Start of Block
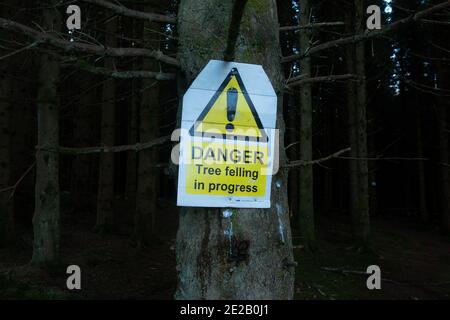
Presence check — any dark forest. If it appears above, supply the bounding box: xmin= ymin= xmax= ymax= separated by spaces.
xmin=0 ymin=0 xmax=449 ymax=300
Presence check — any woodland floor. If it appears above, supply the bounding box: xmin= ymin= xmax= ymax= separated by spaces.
xmin=0 ymin=203 xmax=449 ymax=300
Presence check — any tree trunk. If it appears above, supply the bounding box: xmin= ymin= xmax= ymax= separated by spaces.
xmin=415 ymin=105 xmax=428 ymax=222
xmin=287 ymin=96 xmax=298 ymax=223
xmin=298 ymin=0 xmax=316 ymax=251
xmin=345 ymin=3 xmax=359 ymax=239
xmin=175 ymin=0 xmax=294 ymax=300
xmin=437 ymin=62 xmax=450 ymax=233
xmin=134 ymin=11 xmax=160 ymax=246
xmin=71 ymin=73 xmax=95 ymax=212
xmin=96 ymin=17 xmax=118 ymax=232
xmin=126 ymin=15 xmax=142 ymax=200
xmin=31 ymin=2 xmax=61 ymax=265
xmin=0 ymin=5 xmax=14 ymax=246
xmin=351 ymin=0 xmax=370 ymax=246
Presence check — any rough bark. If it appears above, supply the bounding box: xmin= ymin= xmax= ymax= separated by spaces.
xmin=134 ymin=9 xmax=160 ymax=246
xmin=175 ymin=0 xmax=294 ymax=300
xmin=31 ymin=2 xmax=61 ymax=265
xmin=96 ymin=17 xmax=117 ymax=232
xmin=297 ymin=0 xmax=316 ymax=251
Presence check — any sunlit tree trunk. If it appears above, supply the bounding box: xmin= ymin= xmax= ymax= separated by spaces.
xmin=175 ymin=0 xmax=294 ymax=299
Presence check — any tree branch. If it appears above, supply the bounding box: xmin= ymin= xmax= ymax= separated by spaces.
xmin=0 ymin=161 xmax=35 ymax=199
xmin=286 ymin=74 xmax=356 ymax=88
xmin=280 ymin=22 xmax=345 ymax=32
xmin=80 ymin=0 xmax=177 ymax=24
xmin=0 ymin=18 xmax=180 ymax=67
xmin=285 ymin=147 xmax=351 ymax=168
xmin=223 ymin=0 xmax=249 ymax=61
xmin=282 ymin=1 xmax=450 ymax=63
xmin=37 ymin=135 xmax=171 ymax=155
xmin=65 ymin=58 xmax=176 ymax=80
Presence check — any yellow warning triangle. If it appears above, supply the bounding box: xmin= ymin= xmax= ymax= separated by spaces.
xmin=190 ymin=68 xmax=268 ymax=142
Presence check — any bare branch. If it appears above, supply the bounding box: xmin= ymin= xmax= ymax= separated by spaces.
xmin=66 ymin=59 xmax=176 ymax=80
xmin=421 ymin=18 xmax=450 ymax=25
xmin=0 ymin=18 xmax=180 ymax=67
xmin=286 ymin=74 xmax=356 ymax=88
xmin=80 ymin=0 xmax=177 ymax=24
xmin=282 ymin=1 xmax=450 ymax=63
xmin=0 ymin=41 xmax=38 ymax=60
xmin=280 ymin=22 xmax=345 ymax=32
xmin=37 ymin=135 xmax=171 ymax=155
xmin=285 ymin=73 xmax=308 ymax=84
xmin=0 ymin=161 xmax=35 ymax=199
xmin=223 ymin=0 xmax=248 ymax=61
xmin=286 ymin=147 xmax=351 ymax=168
End of Block
* HOW TO COMPLETE THIS TASK *
Give again, word for word, every line from the one holding "Presence check — any yellow" to the end of the data.

* RESPONSE BOX *
Presence check — any yellow warning triangle. If it appears above, supply the bounding box: xmin= ymin= xmax= ymax= separated by spaces.
xmin=190 ymin=68 xmax=268 ymax=142
Presence check — any bare branch. If it appears above, supply the bounding box: xmin= ymin= xmax= ymax= separated by spaces.
xmin=66 ymin=59 xmax=176 ymax=80
xmin=421 ymin=18 xmax=450 ymax=25
xmin=0 ymin=18 xmax=180 ymax=67
xmin=286 ymin=74 xmax=356 ymax=88
xmin=80 ymin=0 xmax=177 ymax=24
xmin=282 ymin=1 xmax=450 ymax=63
xmin=0 ymin=41 xmax=38 ymax=60
xmin=280 ymin=22 xmax=345 ymax=32
xmin=37 ymin=135 xmax=171 ymax=155
xmin=285 ymin=73 xmax=308 ymax=84
xmin=0 ymin=161 xmax=35 ymax=199
xmin=223 ymin=0 xmax=248 ymax=61
xmin=286 ymin=147 xmax=351 ymax=168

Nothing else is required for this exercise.